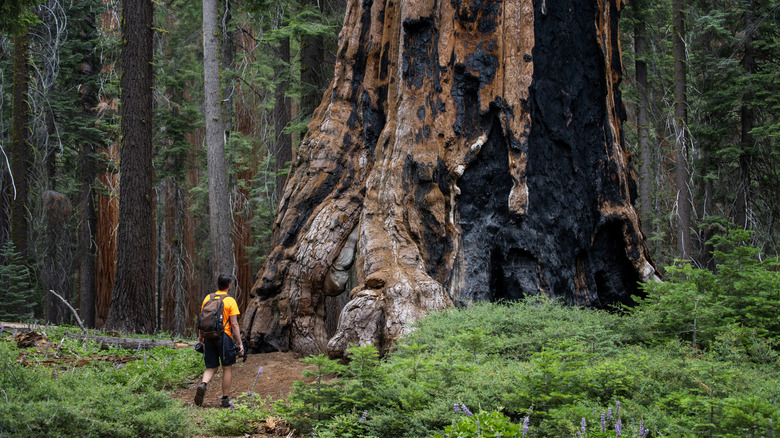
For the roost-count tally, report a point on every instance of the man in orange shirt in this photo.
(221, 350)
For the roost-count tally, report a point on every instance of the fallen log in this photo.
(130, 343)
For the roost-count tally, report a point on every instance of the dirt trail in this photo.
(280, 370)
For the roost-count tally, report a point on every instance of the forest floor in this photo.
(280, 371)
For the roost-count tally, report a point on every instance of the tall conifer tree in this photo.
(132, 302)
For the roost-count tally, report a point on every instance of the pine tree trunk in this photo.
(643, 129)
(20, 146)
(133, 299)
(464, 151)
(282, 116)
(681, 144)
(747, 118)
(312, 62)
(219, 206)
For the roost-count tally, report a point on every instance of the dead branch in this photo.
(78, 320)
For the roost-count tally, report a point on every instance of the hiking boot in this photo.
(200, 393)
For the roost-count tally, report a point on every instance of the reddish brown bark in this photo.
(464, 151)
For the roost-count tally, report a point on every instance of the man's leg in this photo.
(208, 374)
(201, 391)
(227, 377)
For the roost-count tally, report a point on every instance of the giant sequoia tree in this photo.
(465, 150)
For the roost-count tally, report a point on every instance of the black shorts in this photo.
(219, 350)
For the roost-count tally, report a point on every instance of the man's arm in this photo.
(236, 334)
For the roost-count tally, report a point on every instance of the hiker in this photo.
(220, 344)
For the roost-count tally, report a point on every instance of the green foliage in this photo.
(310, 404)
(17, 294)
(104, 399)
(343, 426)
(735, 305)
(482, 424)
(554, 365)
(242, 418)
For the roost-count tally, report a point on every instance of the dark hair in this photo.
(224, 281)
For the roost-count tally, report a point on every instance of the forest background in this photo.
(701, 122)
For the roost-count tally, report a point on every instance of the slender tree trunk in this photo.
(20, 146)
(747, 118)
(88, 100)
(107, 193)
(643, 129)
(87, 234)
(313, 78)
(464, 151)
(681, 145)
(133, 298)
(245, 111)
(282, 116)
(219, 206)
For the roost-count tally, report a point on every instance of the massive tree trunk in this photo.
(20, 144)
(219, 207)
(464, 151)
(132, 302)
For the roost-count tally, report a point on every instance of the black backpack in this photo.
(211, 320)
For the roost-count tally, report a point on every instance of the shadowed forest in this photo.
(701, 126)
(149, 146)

+++

Reproduce every one of the records above word for word, leaving out the pictures.

- **RESULT OF THE TASK**
For the roost-count tally, report a point on every instance of the man in orange shirt in this photo.
(221, 350)
For the roost-count tally, report a point on every instance of the fallen log in this photo.
(130, 343)
For the roost-count tally, report a point on every instance of the dirt trail in this photo.
(280, 370)
For the roost-count tally, report a point on every instance of the forest floor in this photo.
(280, 371)
For the roost-count tally, report a point on every instance of the tall conifer tree in this photo.
(132, 302)
For the roost-count tally, report a point on every instance of the pine tree trunk in this photo.
(643, 129)
(20, 146)
(133, 299)
(464, 151)
(282, 116)
(681, 144)
(747, 118)
(312, 62)
(219, 206)
For the roost-count tally, report a point on every instance of the dead branch in this photo.
(78, 320)
For the roost-count tally, report a point on every instance of the hiking boot in this photo.
(200, 393)
For the roost-count tally, report a point on every instance of the reddish brown bark in this photo.
(464, 151)
For the roost-count tally, report a point on every instance of the man's leg in this photo.
(208, 374)
(201, 391)
(227, 377)
For the roost-count tally, report a point on every instance of the giant sequoia tree in this photo.
(465, 150)
For the roost-count tally, report a point on every instance of the black shorts in this photo.
(219, 350)
For the roost-count tally, report a point on every instance of the man's arm in this photo.
(236, 334)
For the roost-count tally, report a point on every instance of the hiker in this photo.
(220, 344)
For the roost-count tally, report a point on every instance of the green foliage in this photo.
(310, 404)
(17, 294)
(104, 399)
(343, 426)
(735, 305)
(482, 424)
(554, 365)
(242, 418)
For the roost-count tally, report a point on every instance of the dark hair in this photo.
(224, 281)
For the roost-count tally, report a point on every instance of the forest background in this photo.
(701, 122)
For the roost-count tally, report a point on every instance of the slender tree trunk in this photo.
(20, 146)
(747, 118)
(88, 100)
(107, 193)
(643, 129)
(87, 234)
(313, 78)
(464, 151)
(681, 145)
(133, 298)
(245, 111)
(282, 116)
(219, 206)
For the roost-count tally, report a point on every instance of the massive tree trunk in this photo.
(20, 144)
(219, 207)
(464, 151)
(132, 302)
For the roost-count tally, report a point on every instance of the black backpack in this photo.
(211, 320)
For the roost-count tally, report a point on every instance of the shadowed forest in this photo.
(701, 126)
(149, 146)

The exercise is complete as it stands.